---------- 出典抜粋 ----------
この日の午後はどうしても入手しておきたかった物、手袋を購入しに。カスティーリャ・イ・レオン州に入ってから気温が思った以上に低く、特に朝方は歩いているときに手が悴むほど。サラマンカに到達するまでも手袋を探していたけど手袋自体売っているところなどなく。サラマンカなら大きな街だから必ずあるだろうと思ったので街観光をキリの良いところで切り上げて手袋探ししました。4〜5件回ってようやく入手。

夜はポールとお互いの宿の近くにあったバルで飲み会。この日はポールと最後の日。
僕は明日から歩きを再開。彼はもう2日間滞在した後、Sevillaまでバスに乗って行き、そこからドイツへ帰国。彼の歩きは今回はサラマンカまで。来年ここからSantiago de Compostelaまでを歩く予定。
初日で出会ったもう1人のPeregrino、イタリア人のアンドレアはMerídaから一緒に歩いていた友人が足を痛めたため1週間前にCaceresで無念のリタイア。来年Caceresから再開。

初日に出会った2人がもう歩いていないと思うと寂しい気持ちになりましたが、2人には自分の位置報告を兼ねて、最終ゴールのSantiago de Compostelaまで連絡するよと約束。


世界遺産に指定されたサラマンカの旧市街、歴史的建造物がひしめく見どころ満載な街で2日間堪能しました。


Salamancaで2泊したアパートメントホテル:
Apartamentos Vacceas by gaiarooms €88.70(一泊€44.35)

チェックインなどのやり取りは全てWhatsAppかBooking.comのアプリ内のメッセージです。
---------- データ ----------
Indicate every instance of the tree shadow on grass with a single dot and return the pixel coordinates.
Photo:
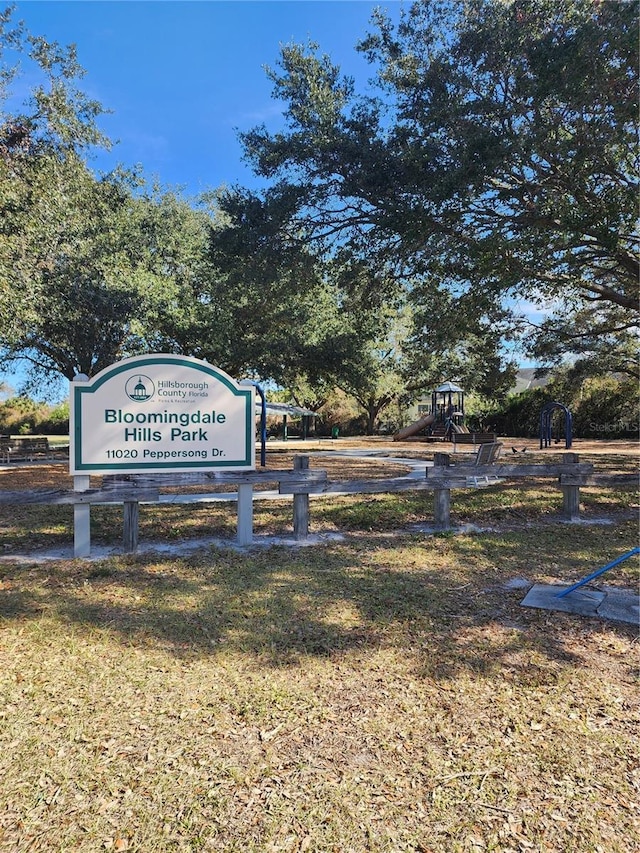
----------
● 課題一覧:
1. 出典抜粋のうち、「初日で出会ったもう1人のPe」から下へ「Vacceas by gaiarooms €88.70(一泊€44.35)」に至るまでをすべて、一字も変えずに書き写すこと。
2. 次の(a)〜(c)が出典抜粋の内容と合っているかを「はい」か「いいえ」で答え、判断の決め手となる出典抜粋の語句をそのまま引用してください。(a) ポールは来年、サラマンカからSantiago de Compostelaまで歩く予定である。(b) アンドレアがリタイアした場所はサラマンカである。(c) 手袋は最初に入った店で手に入った。

● 解答:
1.
初日で出会ったもう1人のPeregrino、イタリア人のアンドレアはMerídaから一緒に歩いていた友人が足を痛めたため1週間前にCaceresで無念のリタイア。来年Caceresから再開。

初日に出会った2人がもう歩いていないと思うと寂しい気持ちになりましたが、2人には自分の位置報告を兼ねて、最終ゴールのSantiago de Compostelaまで連絡するよと約束。


世界遺産に指定されたサラマンカの旧市街、歴史的建造物がひしめく見どころ満載な街で2日間堪能しました。


Salamancaで2泊したアパートメントホテル:
Apartamentos Vacceas by gaiarooms €88.70(一泊€44.35)

2.
(a) はい。「来年ここからSantiago de Compostelaまでを歩く予定。」
(b) いいえ。「1週間前にCaceresで無念のリタイア。」
(c) いいえ。「4〜5件回ってようやく入手。」